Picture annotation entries
↓

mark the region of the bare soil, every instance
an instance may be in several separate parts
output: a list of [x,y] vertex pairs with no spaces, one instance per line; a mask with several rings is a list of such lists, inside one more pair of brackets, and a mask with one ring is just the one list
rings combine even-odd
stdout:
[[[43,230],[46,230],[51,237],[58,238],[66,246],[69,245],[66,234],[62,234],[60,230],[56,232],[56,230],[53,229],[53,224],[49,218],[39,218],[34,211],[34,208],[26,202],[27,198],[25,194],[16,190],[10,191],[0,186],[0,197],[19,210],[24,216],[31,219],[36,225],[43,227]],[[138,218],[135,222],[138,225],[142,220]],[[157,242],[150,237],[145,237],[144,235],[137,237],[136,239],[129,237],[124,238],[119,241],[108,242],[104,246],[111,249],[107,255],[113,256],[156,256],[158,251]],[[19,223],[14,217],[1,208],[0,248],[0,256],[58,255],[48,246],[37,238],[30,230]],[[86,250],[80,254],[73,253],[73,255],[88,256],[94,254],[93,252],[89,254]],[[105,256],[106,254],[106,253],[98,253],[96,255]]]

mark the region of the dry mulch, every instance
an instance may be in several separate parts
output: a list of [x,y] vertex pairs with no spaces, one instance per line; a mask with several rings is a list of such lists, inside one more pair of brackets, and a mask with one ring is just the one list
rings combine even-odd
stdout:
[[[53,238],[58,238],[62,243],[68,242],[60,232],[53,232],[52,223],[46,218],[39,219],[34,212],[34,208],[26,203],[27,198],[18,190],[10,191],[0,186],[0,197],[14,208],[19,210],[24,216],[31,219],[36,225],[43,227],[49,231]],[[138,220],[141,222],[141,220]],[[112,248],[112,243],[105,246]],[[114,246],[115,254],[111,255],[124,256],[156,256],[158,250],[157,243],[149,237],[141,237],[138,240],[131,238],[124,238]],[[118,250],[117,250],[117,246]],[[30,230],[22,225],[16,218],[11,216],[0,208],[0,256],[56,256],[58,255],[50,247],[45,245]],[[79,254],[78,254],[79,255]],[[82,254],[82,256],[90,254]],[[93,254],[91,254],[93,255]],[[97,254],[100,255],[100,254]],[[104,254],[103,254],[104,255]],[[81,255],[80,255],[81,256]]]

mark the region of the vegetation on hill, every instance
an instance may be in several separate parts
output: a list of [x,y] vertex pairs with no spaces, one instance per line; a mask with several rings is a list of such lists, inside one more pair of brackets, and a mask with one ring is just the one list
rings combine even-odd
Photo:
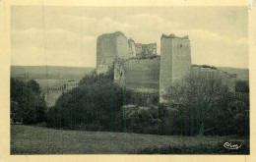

↑

→ **Description of the task**:
Please quote every one of the entries above word for word, omitting the pictures.

→ **Task solution**:
mark the region of the bare soil, every instance
an instance may be in several separate parts
output: a list of [x,y] vertex pairs with no spaces, one instance per line; a mask with several rings is a list of such lists, inside one more pair of brackets, and a mask with one ring is just the one list
rings combine even-odd
stdout:
[[[43,230],[46,230],[51,237],[58,238],[66,246],[69,245],[66,234],[62,234],[60,230],[56,232],[56,230],[53,229],[53,224],[49,218],[39,218],[34,211],[34,208],[26,202],[27,198],[25,194],[16,190],[10,191],[0,186],[0,197],[19,210],[24,216],[31,219],[36,225],[43,227]],[[138,218],[135,222],[138,225],[142,220]],[[157,242],[150,237],[145,237],[144,235],[137,237],[136,239],[129,237],[124,238],[119,241],[108,242],[104,246],[111,249],[107,255],[113,256],[156,256],[158,251]],[[19,223],[14,217],[1,208],[0,248],[0,256],[58,255],[48,246],[37,238],[30,230]],[[86,250],[80,254],[73,253],[73,255],[88,256],[94,254],[93,252],[89,254]],[[105,256],[106,254],[106,253],[98,253],[96,255]]]

mark the region of the dry mulch, every instance
an instance may be in several separate parts
output: a list of [x,y] vertex pairs with no spaces, one instance per line; a mask with several rings is a list of such lists, inside one more pair of brackets, and a mask with one ring is just the one list
rings combine even-odd
stdout:
[[[53,238],[58,238],[62,243],[68,242],[60,232],[53,232],[52,223],[46,218],[39,219],[34,212],[34,208],[26,203],[27,198],[18,190],[10,191],[0,186],[0,197],[14,208],[19,210],[24,216],[31,219],[36,225],[43,227],[49,231]],[[138,220],[141,222],[141,220]],[[112,248],[112,243],[105,246]],[[114,246],[115,254],[111,255],[124,256],[156,256],[158,250],[157,243],[149,237],[141,237],[138,240],[131,238],[124,238]],[[118,250],[117,250],[117,246]],[[30,230],[22,225],[16,218],[11,216],[0,208],[0,256],[56,256],[58,255],[50,247],[45,245]],[[79,254],[78,254],[79,255]],[[82,254],[82,256],[90,254]],[[93,254],[91,254],[93,255]],[[97,254],[100,255],[100,254]],[[104,254],[103,254],[104,255]],[[81,255],[80,255],[81,256]]]

mark the region of the vegetation on hill, every instance
an instance may be in several separate parts
output: a list of [x,y] vertex pairs with no spaces, one instance per line; a mask with several rings is a list of such lists, inside one more pair of brackets, and a mask with one ring is just the one list
rings combine even-odd
Photo:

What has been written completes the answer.